Nel tempo in cui i nonni ci lasciano, e i sopravvissuti – pur di difendersi dalla falce del virus – sono costretti a imbalsamarsi nella solitudine, un nonno ha scritto la più bella epigrafe sulla tomba di un suo figlio.

Quel nonno è Giovanni Trapattoni, la cui biografia accompagna tutta l’Italia del dopoguerra. Campione in campo, negli anni della grande emigrazione, in cui Milano e Torino, Genova e l’Emilia erano la terra promessa dei tanti meridionali che cercavano un riscatto, una nuova vita. E campione in panchina in quelli seguenti. Con lui, nella trentennale attività di allenatore, è cresciuta una classe di giocatori straordinari. Tra questi, Paolo Rossi, anzi Pablito, la nostra stella al Mundial di Spagna. Oggi a lui, che è andato via anzitempo, Trapattoni, i cui anni si contano a decine, contesta lo scambio di posto, l’ultima ingiustizia.

E’ un tweet di una riga: “Caro Paolo, i giocatori non dovrebbero andarsene prima degli allenatori”.

E’ il più bel ricordo e insieme la più bella carezza, il più generoso degli addii in questo anno terribile, che non ci risparmia e non ci lascia tregua.

» DATI FORNITI:
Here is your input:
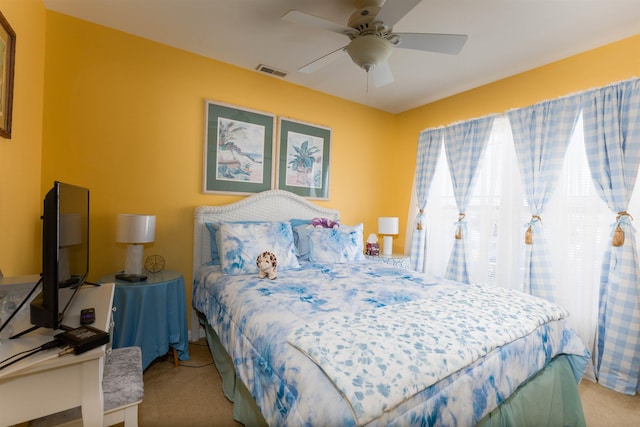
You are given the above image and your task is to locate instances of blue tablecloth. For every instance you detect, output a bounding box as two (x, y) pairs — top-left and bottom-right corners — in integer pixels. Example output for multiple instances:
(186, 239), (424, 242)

» COMPITO:
Nel brano su Giovanni Trapattoni, elenca i luoghi indicati come terra promessa dei meridionali negli anni della grande emigrazione. Le righe non servono per svolgere il lavoro.

» RISPOSTA:
Milano, Torino, Genova, l'Emilia